_Document excerpt_
^^^^
On Sat, Nov 3, 2012 at 12:48 PM, Mike Galbraith <efault@....de> wrote:
> On Sat, 2012-11-03 at 04:33 -0700, Mike Galbraith wrote:
>> On Fri, 2012-11-02 at 21:09 +0100, Michal Zatloukal wrote:
>>
>> > On the new kernel, the nice processes are never starved - even when
>> > starting a tab-laden chromium session, the processes for BOINC keep
>> > about 20% CPU each (that is normalized to all CPUs, ie 40% nice load
>> > on each core). The problem is, the governor now seems to consider the
>> > non-nice task unable to saturate the CPU, and the cores' frequencies
>> > are hovering between 1.0 and 1.8 GHz. The scheduler keeps scheduling
>> > the nice tasks, and the non-nice tasks are progressing much slower,
>> > caused by the lower CPU speed as well as less processing time
>> > allocated to them. HD video stutters often, and Chromium takes at
>> > least 2-3 times longer to fully load.
^^^^
_Material provided_

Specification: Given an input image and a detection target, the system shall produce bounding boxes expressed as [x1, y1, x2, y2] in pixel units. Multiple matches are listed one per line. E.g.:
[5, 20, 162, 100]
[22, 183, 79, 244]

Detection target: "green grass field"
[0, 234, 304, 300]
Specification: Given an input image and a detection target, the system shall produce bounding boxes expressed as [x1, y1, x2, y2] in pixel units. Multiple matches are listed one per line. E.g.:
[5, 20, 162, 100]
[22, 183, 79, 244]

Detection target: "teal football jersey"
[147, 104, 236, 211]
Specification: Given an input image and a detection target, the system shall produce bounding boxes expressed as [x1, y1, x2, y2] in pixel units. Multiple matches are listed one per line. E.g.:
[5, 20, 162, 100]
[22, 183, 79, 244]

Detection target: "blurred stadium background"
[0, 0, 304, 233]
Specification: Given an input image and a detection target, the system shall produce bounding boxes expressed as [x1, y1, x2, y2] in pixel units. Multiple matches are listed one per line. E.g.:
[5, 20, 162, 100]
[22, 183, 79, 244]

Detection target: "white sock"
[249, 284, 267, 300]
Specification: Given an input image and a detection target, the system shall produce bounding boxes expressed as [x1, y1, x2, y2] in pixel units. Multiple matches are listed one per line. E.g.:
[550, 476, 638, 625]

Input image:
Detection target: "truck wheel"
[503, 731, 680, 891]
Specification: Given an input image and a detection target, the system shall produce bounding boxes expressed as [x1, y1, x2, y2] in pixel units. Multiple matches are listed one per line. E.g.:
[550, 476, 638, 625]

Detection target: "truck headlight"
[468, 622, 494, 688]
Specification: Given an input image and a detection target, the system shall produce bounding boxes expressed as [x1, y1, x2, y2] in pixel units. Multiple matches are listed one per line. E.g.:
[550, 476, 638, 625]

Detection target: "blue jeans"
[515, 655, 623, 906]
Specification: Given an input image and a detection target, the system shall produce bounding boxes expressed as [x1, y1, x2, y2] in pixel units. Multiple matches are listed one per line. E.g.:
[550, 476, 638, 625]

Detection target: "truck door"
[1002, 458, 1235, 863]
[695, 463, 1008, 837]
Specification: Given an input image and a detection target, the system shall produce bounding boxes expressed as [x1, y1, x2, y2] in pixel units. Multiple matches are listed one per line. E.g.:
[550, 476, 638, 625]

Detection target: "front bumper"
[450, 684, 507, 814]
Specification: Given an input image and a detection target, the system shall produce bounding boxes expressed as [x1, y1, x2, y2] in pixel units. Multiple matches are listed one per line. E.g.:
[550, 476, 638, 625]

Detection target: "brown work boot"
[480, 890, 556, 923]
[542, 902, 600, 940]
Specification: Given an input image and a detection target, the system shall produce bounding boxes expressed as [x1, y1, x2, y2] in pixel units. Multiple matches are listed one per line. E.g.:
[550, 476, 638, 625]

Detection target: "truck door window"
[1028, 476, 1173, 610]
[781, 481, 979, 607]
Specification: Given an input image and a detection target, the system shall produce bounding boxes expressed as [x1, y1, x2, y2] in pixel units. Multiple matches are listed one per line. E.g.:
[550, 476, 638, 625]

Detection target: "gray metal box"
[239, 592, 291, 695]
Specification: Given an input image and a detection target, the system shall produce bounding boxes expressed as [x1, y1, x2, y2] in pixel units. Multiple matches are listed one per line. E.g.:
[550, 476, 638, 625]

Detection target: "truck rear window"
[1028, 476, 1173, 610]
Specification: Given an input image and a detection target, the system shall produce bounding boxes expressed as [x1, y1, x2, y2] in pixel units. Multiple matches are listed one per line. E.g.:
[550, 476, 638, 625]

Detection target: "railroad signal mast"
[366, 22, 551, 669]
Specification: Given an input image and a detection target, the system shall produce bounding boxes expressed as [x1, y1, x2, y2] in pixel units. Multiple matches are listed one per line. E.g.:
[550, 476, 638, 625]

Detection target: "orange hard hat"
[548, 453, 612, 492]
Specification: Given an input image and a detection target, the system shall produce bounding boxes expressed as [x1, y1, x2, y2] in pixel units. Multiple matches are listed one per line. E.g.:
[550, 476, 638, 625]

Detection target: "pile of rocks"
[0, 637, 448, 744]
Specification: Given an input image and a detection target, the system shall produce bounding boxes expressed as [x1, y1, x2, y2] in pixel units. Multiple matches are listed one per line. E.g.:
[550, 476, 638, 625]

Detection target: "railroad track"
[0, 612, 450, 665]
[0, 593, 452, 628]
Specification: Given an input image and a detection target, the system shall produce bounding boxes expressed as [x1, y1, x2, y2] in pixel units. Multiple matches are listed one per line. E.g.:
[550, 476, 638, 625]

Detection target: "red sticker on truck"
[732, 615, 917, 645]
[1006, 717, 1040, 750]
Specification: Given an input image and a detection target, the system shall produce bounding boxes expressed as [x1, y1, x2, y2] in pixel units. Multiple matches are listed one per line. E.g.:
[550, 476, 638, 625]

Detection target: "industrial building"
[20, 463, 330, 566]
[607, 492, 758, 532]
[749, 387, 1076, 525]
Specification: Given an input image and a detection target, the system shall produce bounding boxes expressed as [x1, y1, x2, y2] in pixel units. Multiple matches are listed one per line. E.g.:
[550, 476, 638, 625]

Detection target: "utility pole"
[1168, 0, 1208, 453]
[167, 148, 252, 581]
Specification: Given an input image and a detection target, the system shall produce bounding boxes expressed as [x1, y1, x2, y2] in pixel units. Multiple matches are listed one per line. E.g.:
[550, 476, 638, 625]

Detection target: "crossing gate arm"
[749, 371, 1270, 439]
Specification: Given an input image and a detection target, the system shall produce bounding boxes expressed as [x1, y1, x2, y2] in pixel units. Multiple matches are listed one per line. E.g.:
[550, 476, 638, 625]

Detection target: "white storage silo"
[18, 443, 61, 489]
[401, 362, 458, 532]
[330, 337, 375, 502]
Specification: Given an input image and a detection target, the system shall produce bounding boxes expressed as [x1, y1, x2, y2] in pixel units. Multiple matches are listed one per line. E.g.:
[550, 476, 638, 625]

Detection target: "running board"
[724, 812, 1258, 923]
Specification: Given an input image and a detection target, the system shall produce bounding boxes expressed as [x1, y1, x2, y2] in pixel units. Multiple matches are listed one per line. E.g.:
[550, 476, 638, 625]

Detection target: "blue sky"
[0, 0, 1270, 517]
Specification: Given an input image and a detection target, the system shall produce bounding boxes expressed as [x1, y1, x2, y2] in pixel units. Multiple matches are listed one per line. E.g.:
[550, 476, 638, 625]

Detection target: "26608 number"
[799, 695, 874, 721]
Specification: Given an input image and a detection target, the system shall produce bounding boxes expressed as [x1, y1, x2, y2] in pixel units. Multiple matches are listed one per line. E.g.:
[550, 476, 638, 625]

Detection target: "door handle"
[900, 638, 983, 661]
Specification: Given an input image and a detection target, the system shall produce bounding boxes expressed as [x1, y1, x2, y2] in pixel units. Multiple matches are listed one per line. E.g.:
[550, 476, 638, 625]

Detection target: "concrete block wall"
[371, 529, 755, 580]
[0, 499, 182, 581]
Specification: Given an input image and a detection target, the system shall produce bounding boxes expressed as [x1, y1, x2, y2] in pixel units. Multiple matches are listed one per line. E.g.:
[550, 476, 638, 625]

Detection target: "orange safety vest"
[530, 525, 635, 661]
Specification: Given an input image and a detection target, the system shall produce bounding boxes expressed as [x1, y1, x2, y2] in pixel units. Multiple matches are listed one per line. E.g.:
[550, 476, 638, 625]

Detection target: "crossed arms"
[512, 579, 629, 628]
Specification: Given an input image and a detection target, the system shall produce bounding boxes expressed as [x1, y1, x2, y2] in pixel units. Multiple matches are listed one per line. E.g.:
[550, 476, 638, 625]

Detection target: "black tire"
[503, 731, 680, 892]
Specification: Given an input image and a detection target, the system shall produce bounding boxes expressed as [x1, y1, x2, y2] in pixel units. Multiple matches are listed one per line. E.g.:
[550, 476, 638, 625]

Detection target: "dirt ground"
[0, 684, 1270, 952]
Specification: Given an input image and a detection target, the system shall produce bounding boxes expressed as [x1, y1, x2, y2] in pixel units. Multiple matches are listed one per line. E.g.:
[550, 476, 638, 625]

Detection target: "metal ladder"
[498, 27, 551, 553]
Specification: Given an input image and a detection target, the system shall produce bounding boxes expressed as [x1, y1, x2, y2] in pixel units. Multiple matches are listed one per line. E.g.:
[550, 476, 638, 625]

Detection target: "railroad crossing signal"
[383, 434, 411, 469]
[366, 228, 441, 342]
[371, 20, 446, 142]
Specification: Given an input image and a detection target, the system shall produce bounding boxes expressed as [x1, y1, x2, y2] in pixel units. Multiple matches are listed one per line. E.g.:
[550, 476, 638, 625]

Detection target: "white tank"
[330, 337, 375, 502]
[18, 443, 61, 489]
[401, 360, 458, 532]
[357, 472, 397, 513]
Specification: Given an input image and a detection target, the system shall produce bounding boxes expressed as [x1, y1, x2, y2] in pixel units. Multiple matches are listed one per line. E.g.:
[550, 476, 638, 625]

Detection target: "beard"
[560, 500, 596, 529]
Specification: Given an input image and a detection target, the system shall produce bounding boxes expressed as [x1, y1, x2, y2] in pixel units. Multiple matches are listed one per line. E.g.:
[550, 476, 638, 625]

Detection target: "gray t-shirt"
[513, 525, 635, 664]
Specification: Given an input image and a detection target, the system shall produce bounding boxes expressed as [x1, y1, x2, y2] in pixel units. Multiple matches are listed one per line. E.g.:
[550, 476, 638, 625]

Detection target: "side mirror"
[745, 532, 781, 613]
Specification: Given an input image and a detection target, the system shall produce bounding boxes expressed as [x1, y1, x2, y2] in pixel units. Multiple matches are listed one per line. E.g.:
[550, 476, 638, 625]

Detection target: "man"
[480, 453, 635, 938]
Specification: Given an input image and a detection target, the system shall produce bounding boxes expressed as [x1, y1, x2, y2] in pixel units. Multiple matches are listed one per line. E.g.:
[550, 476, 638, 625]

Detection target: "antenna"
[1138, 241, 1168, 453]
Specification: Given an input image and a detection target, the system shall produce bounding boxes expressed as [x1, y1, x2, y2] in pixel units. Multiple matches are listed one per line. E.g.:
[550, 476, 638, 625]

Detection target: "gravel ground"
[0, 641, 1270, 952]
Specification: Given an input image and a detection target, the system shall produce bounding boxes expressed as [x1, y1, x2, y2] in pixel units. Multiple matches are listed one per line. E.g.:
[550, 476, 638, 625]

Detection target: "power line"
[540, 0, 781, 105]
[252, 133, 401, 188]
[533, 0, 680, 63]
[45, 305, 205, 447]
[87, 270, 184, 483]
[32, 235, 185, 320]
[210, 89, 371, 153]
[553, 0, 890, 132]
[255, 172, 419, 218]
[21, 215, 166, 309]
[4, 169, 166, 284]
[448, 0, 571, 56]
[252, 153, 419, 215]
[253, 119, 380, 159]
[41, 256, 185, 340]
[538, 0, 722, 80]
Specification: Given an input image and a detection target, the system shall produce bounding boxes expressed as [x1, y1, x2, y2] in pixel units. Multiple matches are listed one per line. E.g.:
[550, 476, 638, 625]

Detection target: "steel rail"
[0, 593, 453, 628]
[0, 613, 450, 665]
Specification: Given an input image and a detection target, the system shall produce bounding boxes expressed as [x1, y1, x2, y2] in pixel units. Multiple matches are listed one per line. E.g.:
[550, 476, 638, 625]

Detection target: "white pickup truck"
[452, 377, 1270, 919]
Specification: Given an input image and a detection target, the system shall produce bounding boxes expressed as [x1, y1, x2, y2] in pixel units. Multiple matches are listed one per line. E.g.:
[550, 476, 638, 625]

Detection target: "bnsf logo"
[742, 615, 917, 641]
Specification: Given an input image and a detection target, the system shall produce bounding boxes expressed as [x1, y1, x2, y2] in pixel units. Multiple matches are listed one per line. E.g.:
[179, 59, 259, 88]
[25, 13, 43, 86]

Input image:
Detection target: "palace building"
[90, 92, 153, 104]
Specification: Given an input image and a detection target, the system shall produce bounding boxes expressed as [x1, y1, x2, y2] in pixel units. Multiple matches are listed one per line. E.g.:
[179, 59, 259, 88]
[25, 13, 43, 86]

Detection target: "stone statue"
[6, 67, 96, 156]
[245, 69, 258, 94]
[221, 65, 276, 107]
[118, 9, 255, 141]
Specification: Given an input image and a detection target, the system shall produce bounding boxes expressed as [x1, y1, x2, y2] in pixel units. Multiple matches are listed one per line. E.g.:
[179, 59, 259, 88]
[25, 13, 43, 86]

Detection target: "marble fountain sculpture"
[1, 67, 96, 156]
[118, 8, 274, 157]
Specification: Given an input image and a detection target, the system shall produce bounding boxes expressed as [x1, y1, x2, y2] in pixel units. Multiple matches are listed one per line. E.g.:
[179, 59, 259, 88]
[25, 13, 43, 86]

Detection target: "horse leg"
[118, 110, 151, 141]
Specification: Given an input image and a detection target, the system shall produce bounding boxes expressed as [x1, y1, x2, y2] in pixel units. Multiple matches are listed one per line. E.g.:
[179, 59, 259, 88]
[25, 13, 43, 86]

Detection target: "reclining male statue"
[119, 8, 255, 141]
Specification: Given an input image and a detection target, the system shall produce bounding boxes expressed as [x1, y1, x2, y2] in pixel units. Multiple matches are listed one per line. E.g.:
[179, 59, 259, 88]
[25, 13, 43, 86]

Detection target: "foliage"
^^^^
_Task statement_
In the email excerpt about the new kernel, between which frequencies are the cores' frequencies hovering?

_Solved problem_
Between 1.0 and 1.8 GHz.